◆ **Prompt**:
The answer is the set of lines that include "background", copied from the data below.

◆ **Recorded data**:

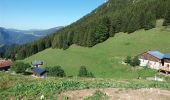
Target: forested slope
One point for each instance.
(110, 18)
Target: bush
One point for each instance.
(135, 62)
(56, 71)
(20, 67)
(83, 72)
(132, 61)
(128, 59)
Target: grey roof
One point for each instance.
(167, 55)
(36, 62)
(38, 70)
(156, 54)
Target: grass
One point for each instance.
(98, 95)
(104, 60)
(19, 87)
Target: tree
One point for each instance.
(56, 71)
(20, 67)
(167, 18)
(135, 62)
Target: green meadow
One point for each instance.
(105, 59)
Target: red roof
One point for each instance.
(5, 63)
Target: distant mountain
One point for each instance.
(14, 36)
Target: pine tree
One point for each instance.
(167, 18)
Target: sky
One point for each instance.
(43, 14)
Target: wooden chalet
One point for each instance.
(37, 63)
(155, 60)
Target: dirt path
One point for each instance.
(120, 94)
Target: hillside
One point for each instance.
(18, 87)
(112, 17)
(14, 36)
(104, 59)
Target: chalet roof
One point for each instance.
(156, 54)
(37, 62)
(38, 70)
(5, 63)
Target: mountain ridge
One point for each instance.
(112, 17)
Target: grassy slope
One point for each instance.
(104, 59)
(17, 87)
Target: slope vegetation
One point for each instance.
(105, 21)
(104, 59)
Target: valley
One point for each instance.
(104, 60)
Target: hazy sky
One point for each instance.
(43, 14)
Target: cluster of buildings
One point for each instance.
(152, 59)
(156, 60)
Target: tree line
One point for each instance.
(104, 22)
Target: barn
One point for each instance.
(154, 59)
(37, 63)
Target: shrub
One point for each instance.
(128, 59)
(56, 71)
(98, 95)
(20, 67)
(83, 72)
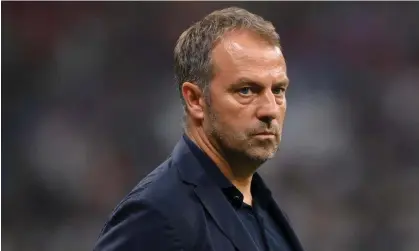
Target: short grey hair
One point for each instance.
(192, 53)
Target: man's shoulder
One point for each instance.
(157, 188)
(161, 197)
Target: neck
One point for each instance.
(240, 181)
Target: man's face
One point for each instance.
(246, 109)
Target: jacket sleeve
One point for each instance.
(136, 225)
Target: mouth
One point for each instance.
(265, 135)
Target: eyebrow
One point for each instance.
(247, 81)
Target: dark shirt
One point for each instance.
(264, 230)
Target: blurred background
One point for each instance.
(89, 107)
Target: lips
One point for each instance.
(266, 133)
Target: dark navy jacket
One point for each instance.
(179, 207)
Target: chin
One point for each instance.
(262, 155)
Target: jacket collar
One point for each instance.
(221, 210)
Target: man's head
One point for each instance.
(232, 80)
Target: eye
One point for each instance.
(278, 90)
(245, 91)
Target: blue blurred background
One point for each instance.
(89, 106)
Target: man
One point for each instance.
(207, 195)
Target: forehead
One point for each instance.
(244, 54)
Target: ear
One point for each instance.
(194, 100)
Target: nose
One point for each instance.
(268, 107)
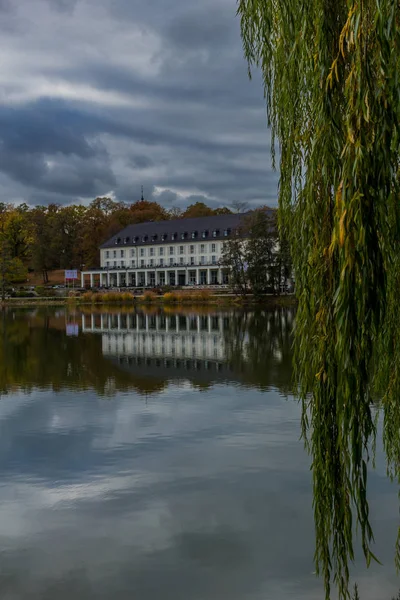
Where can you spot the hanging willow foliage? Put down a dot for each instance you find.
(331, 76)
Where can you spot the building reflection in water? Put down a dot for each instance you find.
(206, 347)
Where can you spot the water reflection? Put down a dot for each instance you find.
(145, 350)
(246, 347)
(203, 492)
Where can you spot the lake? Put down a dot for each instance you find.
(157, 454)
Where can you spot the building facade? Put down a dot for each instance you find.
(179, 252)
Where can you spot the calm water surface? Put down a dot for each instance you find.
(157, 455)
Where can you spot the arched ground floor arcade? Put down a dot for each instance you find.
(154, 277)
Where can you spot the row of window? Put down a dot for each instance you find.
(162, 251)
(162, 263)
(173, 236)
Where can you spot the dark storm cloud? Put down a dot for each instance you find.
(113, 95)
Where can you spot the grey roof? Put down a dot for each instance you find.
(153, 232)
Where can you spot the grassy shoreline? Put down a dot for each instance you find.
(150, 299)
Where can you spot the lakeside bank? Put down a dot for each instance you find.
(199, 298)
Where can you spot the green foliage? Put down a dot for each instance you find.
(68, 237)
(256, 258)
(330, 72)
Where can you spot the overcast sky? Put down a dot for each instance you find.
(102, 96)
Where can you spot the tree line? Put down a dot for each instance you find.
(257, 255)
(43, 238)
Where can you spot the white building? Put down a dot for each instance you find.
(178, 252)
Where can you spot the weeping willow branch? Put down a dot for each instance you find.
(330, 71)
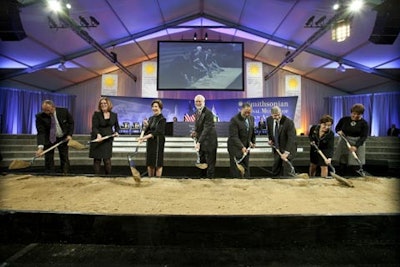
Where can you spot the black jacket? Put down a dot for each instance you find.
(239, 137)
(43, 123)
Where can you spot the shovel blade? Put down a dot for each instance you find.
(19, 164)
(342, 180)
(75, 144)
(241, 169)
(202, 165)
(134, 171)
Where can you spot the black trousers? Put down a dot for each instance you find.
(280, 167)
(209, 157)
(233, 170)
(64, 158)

◆ **Reply**:
Target: blurred background
Target: blue blurred background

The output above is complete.